■ List of tasks
(1) Name every distinct username that appears as a post author in the espresso setup thread.
(2) From the espresso setup thread, write out the passage starting at "The espressos in" and ending at "(Aug 2, 2015)".

>> Begin Quoted text

# New set up



## Gobbosp (Jan 18, 2017)

Well after quite a bit of deliberation i opted for the appartamento with the mignon grinder. Im now getting a great shot and getting to grips with the stream wand.

The espressos in the pics were over extracted btw this was when I was dialing in the grind etc

Thanks to everyone who responded to my questions when researching it was a great help

etc


----------



## RossP (Aug 2, 2015)

Fancy!!


----------



## GCGlasgow (Jul 27, 2014)

Nice set up.


----------



## hotmetal (Oct 31, 2013)

Looks great! Makes the little Mignon look huge though!


----------



## batfink (Feb 28, 2015)

Great setup and is exactly what I'm looking at (I already have a mignon).

Is the mignon out of it's depth with the Rocket or do they make a good pairing?


----------



## Gobbosp (Jan 18, 2017)

batfink said:


> Great setup and is exactly what I'm looking at (I already have a mignon).
> 
> Is the mignon out of it's depth with the Rocket or do they make a good pairing?


Id say not. Its working well for me and more educated people than i have said this is the best grinder in the price bracket. That and space was my main factor for this combo choice.


----------



## Thecatlinux (Mar 10, 2014)

You gotta hand it to rocket , they do know how to make a nice looking machine


----------



## batfink (Feb 28, 2015)

Gobbosp said:


> Id say not. Its working well for me and more educated people than i have said this is the best grinder in the price bracket. That and space was my main factor for this combo choice.


Space (or lack of) is my main concern too. The mignon is great with my Gaggia Classic (with PID) but my main reason for wanting to upgrade is to reduce the recovery time between shots. Even making two drinks back to back on the Classic is a pain and that's when only one of them is milk based.


----------



## Gobbosp (Jan 18, 2017)

>> End Quoted text
>> Begin Recorded data

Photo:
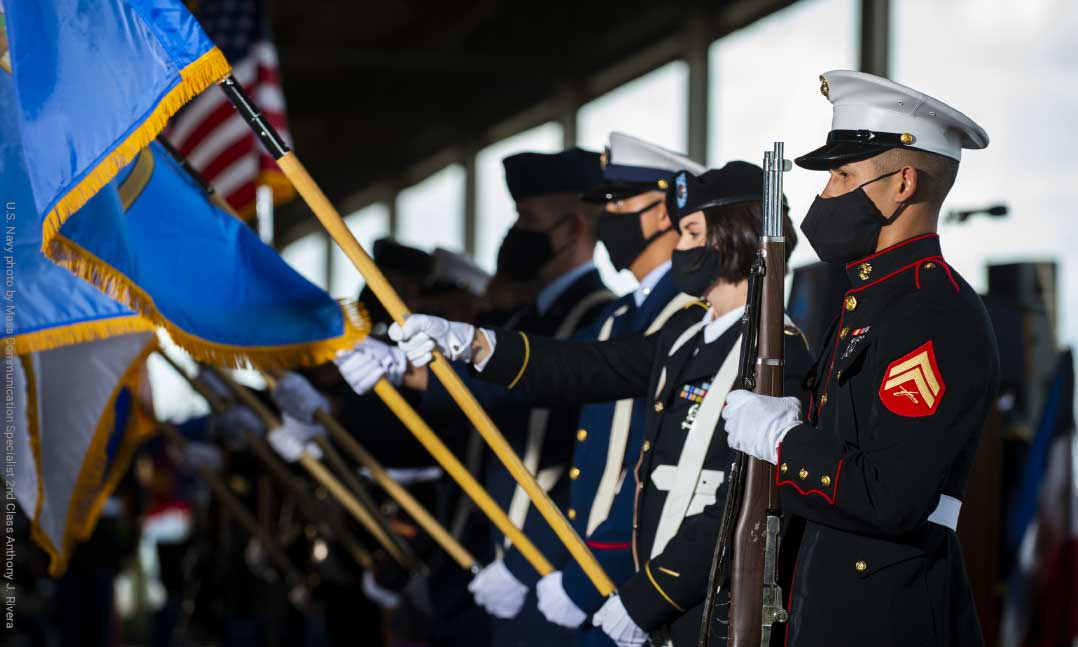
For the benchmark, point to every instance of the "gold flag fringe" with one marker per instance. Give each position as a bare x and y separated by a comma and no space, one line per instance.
80,521
110,280
204,71
78,333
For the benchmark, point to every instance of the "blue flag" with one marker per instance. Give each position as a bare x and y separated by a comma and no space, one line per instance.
161,246
95,83
45,306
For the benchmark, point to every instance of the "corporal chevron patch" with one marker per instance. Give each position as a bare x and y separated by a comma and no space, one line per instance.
912,385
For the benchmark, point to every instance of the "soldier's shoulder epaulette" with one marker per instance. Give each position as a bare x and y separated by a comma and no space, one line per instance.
935,274
792,330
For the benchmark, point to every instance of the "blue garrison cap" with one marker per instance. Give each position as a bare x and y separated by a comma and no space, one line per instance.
531,175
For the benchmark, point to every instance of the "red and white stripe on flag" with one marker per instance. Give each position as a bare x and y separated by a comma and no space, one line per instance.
217,141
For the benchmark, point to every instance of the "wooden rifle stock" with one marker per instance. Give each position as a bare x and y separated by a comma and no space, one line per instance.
747,549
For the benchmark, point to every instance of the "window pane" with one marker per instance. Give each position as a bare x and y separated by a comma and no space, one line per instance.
765,87
368,224
496,211
1011,67
654,108
307,257
430,214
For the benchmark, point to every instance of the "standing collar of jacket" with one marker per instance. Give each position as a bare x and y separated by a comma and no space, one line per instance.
648,284
887,262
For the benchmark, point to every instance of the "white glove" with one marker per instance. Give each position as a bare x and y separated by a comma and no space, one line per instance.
234,424
614,621
383,597
555,604
369,361
497,591
757,424
298,398
422,333
202,455
293,438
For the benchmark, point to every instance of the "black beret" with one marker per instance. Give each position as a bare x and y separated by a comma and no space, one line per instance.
572,170
390,255
735,182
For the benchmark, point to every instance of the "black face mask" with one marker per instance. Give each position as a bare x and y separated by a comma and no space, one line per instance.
694,271
623,235
524,252
845,228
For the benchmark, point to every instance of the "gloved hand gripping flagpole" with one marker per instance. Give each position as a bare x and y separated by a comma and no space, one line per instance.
334,224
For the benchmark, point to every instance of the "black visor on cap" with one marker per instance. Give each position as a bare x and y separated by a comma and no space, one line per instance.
844,147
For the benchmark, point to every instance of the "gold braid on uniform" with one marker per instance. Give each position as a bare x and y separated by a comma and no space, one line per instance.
527,357
647,569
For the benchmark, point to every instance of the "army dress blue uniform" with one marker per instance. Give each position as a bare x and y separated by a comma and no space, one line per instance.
673,370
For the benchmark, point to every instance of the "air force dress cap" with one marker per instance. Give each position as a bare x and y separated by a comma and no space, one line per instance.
873,114
734,183
571,170
632,166
390,255
455,270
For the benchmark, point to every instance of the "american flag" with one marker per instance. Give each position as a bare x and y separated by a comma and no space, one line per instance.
209,132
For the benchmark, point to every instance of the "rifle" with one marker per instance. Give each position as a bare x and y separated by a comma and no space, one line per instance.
744,569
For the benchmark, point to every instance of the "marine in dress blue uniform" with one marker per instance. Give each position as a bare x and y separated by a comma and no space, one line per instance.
879,462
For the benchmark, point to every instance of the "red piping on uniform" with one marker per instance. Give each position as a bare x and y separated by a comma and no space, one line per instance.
893,247
789,602
829,499
842,314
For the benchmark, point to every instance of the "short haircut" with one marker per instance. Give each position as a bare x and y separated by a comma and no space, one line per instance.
936,174
735,232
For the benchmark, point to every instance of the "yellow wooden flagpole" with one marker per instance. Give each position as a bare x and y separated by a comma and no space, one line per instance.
328,215
399,494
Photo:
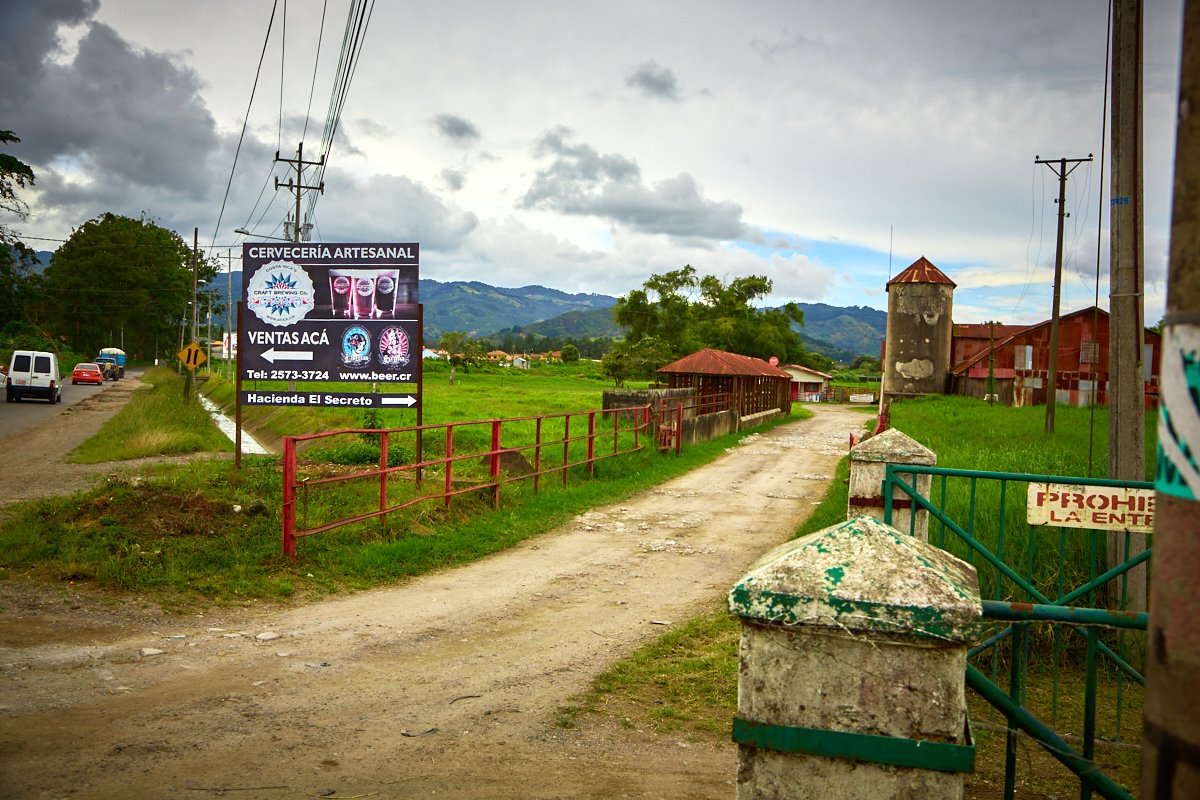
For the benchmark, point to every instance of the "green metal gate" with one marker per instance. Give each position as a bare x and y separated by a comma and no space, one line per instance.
1059,630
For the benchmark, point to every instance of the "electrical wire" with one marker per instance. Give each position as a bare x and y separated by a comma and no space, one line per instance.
357,23
1030,266
245,122
321,37
283,73
1099,233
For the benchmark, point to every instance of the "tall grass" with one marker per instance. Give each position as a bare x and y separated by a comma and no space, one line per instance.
969,434
154,422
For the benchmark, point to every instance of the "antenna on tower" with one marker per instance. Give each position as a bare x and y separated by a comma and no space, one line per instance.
891,240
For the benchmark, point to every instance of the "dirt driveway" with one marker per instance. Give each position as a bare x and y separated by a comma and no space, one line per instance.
444,686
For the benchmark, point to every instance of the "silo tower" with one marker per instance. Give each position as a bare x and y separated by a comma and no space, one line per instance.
917,349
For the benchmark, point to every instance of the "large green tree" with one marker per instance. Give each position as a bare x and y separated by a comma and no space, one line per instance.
721,316
118,278
635,360
19,281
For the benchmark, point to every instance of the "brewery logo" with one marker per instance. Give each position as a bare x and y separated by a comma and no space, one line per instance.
280,293
393,347
355,347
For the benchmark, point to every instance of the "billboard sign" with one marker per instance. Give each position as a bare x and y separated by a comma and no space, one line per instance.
330,312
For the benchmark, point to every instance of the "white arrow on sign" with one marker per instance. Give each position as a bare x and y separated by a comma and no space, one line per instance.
274,355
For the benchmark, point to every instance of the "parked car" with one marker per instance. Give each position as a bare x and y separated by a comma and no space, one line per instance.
109,366
88,373
34,373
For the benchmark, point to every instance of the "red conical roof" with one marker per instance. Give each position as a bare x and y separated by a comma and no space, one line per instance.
922,271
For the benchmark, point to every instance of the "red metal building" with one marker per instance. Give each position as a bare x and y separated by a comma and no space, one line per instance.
1019,358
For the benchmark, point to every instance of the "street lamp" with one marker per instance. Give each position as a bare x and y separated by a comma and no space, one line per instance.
246,233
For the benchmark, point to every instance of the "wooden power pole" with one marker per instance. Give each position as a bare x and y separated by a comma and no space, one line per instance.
1062,172
298,187
1170,756
1127,403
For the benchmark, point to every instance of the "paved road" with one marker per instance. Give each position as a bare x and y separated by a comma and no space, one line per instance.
39,437
29,413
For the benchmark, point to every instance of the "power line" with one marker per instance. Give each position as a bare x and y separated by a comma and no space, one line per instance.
357,23
312,89
245,122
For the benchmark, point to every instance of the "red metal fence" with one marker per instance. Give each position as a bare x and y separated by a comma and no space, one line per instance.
671,416
549,439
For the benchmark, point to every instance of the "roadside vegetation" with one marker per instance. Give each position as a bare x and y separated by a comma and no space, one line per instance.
201,533
684,683
154,422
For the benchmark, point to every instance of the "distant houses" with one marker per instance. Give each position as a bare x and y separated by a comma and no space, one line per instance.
927,353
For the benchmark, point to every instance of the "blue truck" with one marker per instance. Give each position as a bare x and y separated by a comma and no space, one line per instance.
115,358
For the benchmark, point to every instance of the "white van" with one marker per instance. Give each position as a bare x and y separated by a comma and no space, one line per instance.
34,373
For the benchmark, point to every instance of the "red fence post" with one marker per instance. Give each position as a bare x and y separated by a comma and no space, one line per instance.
496,463
567,445
592,443
449,462
289,497
537,456
383,476
679,431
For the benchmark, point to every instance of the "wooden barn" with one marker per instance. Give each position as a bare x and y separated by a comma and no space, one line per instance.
755,385
1019,359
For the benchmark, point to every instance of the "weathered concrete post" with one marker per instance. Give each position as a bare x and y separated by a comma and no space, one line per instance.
868,463
853,654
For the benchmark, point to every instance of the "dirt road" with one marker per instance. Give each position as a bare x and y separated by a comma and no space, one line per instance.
444,686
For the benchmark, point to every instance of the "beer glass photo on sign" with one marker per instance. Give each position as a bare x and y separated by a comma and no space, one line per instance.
340,294
363,299
385,294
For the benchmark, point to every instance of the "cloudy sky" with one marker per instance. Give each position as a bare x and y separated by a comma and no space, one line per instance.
587,145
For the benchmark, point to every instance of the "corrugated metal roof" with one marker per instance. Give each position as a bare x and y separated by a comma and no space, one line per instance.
808,370
922,271
983,330
719,362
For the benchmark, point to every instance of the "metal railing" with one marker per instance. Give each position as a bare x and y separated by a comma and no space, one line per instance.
450,459
1033,579
672,415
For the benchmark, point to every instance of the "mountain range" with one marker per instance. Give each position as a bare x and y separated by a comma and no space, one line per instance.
481,310
840,334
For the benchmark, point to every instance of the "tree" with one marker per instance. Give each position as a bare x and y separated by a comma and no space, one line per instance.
641,359
724,316
19,281
117,277
660,308
13,174
461,350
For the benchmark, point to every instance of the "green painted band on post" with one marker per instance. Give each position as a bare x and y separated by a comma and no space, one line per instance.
895,751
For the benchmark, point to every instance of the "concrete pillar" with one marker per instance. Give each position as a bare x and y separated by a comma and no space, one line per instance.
868,464
853,654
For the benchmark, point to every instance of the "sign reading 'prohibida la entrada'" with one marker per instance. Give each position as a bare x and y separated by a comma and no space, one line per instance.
1104,507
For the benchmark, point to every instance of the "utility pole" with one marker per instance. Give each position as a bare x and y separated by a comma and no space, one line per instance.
1053,370
298,187
1170,756
196,271
229,337
991,362
1127,390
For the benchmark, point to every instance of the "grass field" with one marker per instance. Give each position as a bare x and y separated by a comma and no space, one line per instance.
685,683
204,533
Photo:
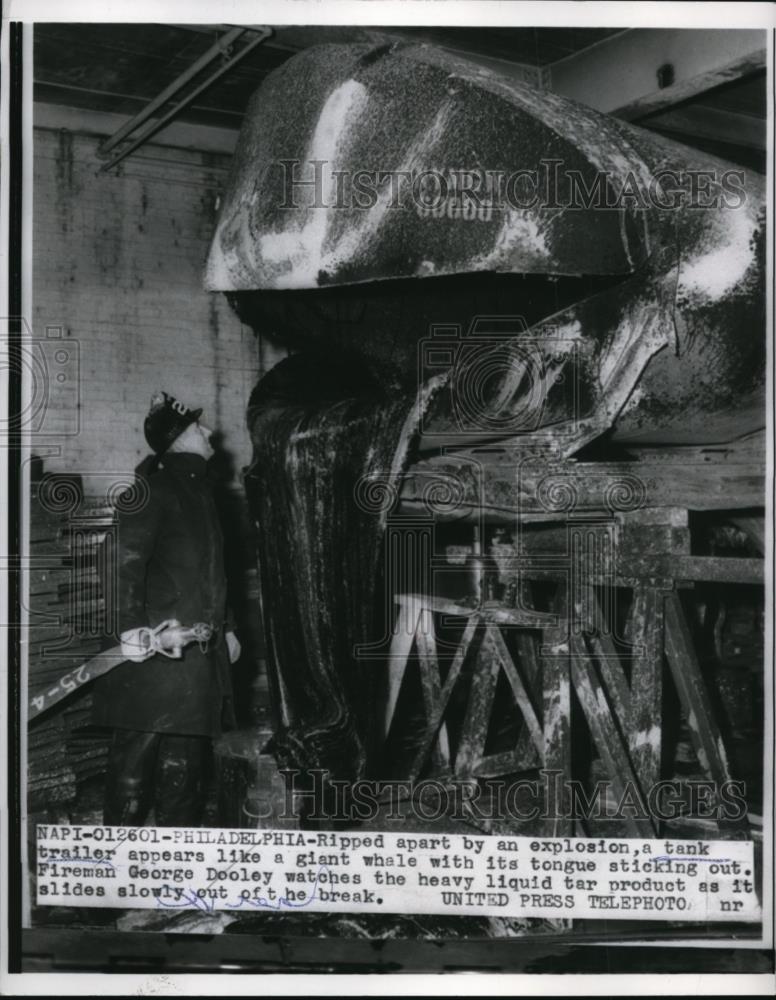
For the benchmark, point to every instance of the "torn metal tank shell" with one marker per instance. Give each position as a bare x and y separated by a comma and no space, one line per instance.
335,110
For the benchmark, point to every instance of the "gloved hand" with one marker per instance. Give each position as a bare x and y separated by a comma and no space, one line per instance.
133,647
233,647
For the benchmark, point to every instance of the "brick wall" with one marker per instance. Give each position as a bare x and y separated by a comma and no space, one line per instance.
117,267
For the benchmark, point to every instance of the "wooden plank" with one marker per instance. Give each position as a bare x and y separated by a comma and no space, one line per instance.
518,688
526,753
478,711
556,717
489,612
612,672
645,630
605,735
401,646
694,699
490,484
435,719
425,639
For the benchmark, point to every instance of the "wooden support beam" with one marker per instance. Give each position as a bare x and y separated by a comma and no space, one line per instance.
694,699
435,718
645,631
712,123
478,712
556,683
499,483
603,648
522,696
401,647
606,736
619,75
430,682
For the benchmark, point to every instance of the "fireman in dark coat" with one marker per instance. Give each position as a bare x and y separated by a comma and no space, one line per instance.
165,712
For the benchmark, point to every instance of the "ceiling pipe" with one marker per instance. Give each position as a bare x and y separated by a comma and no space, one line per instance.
158,123
219,48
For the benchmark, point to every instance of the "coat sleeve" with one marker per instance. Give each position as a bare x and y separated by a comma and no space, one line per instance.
138,531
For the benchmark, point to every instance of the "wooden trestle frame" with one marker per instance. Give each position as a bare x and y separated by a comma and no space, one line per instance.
653,561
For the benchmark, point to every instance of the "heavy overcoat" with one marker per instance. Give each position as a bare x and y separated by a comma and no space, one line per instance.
170,565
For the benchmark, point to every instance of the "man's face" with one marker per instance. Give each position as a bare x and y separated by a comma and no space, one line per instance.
195,440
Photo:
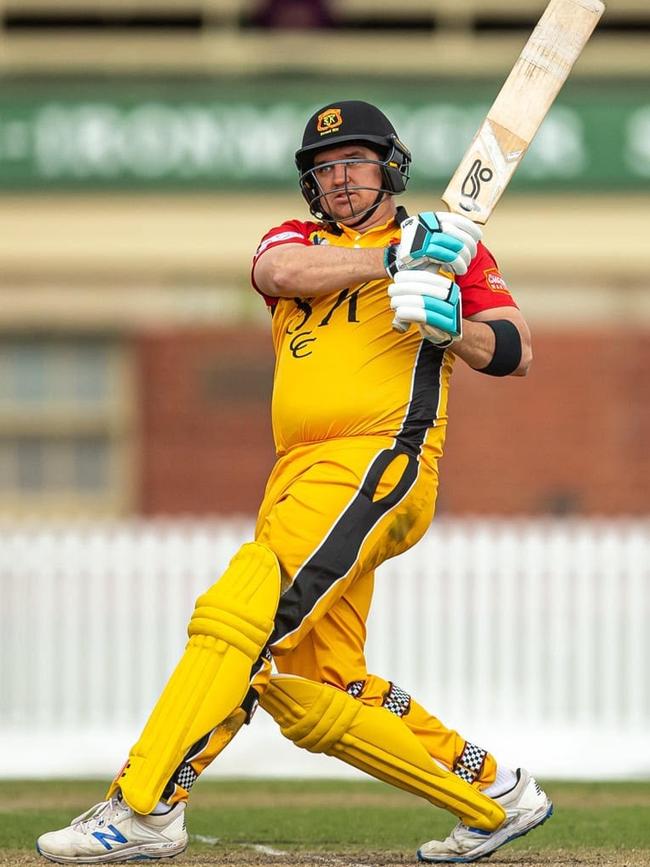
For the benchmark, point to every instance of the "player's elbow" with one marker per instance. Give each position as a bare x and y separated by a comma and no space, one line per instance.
279,277
526,360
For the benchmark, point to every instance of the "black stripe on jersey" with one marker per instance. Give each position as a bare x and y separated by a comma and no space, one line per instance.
340,549
425,396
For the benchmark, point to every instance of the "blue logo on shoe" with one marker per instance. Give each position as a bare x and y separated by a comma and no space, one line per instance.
106,839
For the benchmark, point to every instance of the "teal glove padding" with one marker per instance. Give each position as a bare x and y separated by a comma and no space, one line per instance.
428,299
427,238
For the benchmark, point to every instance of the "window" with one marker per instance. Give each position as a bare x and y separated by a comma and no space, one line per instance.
65,425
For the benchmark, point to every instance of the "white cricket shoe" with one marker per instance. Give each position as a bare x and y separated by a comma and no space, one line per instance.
526,806
111,831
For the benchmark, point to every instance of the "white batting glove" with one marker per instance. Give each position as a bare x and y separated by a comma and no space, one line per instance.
429,300
430,239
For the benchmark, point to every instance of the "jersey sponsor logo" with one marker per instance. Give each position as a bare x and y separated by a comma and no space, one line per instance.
277,239
495,281
329,121
106,839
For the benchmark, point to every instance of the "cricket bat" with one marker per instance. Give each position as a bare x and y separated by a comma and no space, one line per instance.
519,109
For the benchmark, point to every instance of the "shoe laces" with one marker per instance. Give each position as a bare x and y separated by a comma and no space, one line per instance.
98,815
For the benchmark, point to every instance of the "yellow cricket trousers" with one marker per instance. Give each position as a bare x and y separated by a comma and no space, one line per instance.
333,512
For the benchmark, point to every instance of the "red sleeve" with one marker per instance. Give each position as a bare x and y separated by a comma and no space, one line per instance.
290,232
483,286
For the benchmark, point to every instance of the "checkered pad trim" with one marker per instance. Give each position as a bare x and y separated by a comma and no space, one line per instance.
397,701
186,777
355,688
471,761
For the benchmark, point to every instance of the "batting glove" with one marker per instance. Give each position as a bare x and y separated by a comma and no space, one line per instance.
434,239
428,299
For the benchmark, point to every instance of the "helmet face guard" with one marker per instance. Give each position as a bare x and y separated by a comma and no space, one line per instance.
348,122
394,174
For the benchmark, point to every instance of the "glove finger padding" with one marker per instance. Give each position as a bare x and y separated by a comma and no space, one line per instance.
434,238
420,282
428,299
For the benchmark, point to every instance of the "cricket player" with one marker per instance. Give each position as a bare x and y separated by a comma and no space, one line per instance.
370,310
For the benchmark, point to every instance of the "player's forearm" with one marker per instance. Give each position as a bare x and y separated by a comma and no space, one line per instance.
295,271
477,345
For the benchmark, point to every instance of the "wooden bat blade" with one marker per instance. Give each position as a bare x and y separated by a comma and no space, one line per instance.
520,107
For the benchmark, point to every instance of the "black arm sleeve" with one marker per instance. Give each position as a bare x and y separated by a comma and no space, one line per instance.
507,348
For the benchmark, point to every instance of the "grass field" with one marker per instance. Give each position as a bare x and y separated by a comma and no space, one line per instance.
343,823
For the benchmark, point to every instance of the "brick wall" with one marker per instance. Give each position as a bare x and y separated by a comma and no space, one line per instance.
572,437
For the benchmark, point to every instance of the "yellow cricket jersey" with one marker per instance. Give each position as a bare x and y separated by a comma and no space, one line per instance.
342,370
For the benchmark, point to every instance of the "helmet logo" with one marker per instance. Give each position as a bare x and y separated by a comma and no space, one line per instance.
329,121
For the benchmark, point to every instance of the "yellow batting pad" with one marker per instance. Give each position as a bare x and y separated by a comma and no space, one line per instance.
323,719
230,625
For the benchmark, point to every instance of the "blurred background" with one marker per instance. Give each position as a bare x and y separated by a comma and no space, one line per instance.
145,147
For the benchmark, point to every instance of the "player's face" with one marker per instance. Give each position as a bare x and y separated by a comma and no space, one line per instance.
350,178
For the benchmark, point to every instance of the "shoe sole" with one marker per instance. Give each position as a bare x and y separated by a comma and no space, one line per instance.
469,860
113,858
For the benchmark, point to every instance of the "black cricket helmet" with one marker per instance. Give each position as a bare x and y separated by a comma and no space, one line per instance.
352,121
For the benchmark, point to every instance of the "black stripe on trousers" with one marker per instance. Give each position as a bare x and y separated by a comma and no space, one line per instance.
340,549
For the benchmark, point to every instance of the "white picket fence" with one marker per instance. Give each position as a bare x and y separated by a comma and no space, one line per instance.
530,637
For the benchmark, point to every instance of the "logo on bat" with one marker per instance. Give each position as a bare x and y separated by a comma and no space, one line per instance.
471,188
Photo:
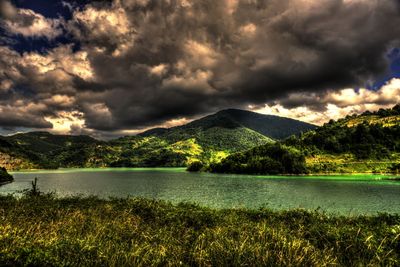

>> End Recorded data

■ Answers to the problems
(1) Gobbosp, RossP, GCGlasgow, hotmetal, batfink, Thecatlinux

(2)
The espressos in the pics were over extracted btw this was when I was dialing in the grind etc

Thanks to everyone who responded to my questions when researching it was a great help

etc


----------



## RossP (Aug 2, 2015)